▶ **Source**
## BEGIN

Today marks the 201st anniversary of the birth of Canada, and of the original Canada Cup. Get out there and wave those miniature Canadian flags and/or celebrate the life of Dr. Morgentaler.
Frederick Arthur Stanley, 16th Earl of Derby, was born in London on July 1st, 1799. On his thirteenth birthday, he was given a silver chalice into which he poured a bottle of gin and proceeded to make a wish, as was the custom at the time. His wish was to establish a grand international tournament in the sport of shirling, the predecessor of modern ice hockey.
Thus was born the Canada Cup.
Little Lord Stanleyroy, as he was styled, chose Sir George Prevost to head up his Northern Division all-stars, since he was considered "the Babe Ruth of shirling, only better-looking". His opponent, James Madison, was the GM of the Democratic Republicans of the American Shirling League, and was selected to head up the American side.
Madison was angered by the "Boy-King" and his policy of tolling the contracts of many of the U.S. merchant marines who had once played for the Canadian teams, as well as for nixing most of Madison’s trades with the French side. Stanley’s agents would board American ships and ask crewmembers simply, "ASL?", which was annoying to Madison.
The American Shirling League had plans for expansion teams in Columbus, Detroit, Indianapolis and Chicago, where Tecumseh’s own Indian Lacrosse League was located, citing some made-up bullshit they called Manifest Destiny and a License to ILL.
Stanley responded by supplying Tecumseh with composite sticks, which were superior to those employed by the Americans, who found themselves questioning whether their Norwegian wood was still any good. Upon hearing of Stanley’s intentions to play a series of international games, Madison immediately doubled the customs duties on Canadian-made hockey sticks, on July 1st, 1812.

## END

▶ **Task statement**
Answer from the Canada Cup piece:
1. In what city was Frederick Arthur Stanley born?
2. Whom did Stanley choose to lead his Northern Division all-stars?
3. What did Madison double on July 1st, 1812?
The material after this point has no connection to the Canada Cup piece.

▶ **Collected material**
## BEGIN

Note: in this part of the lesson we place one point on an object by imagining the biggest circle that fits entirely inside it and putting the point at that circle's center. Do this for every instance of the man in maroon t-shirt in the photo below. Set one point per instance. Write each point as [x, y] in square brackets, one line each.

## END

▶ **Complete answer**
1. London
2. Sir George Prevost
3. The customs duties on Canadian-made hockey sticks